Please copy all the records below, requests included, and multiply every coordinate in the answers by 0.25, rounding each result to a whole number with halves going up. Leave the pictures out.

◇ ◇ ◇ ◇

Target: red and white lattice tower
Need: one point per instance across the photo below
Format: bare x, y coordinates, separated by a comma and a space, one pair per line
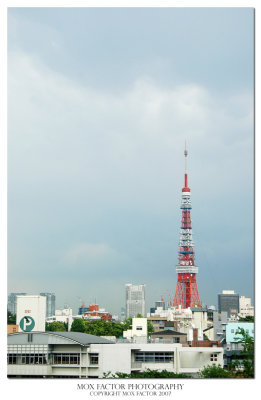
186, 291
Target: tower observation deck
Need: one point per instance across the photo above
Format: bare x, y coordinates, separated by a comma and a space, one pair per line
186, 294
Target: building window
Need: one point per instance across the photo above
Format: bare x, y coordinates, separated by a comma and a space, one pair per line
154, 357
213, 357
94, 358
11, 359
66, 358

◇ ◇ ◇ ◇

:: Finished task ::
Target: red and white lattice tower
Need: one point per instance across the photo below
Format: bare x, y coordinates, separated by a comma and a space, one pair per line
47, 73
Target: tower observation deck
Need: one point per instance across the photo above
Format: bare x, y coordinates, separated by a comma and a space, one pair per line
47, 74
Target: building window
Need: one point per instance across the photo above
Format: bare x, y coordinates, separated by a comma and a space, one pair per line
39, 89
53, 89
24, 90
3, 90
17, 90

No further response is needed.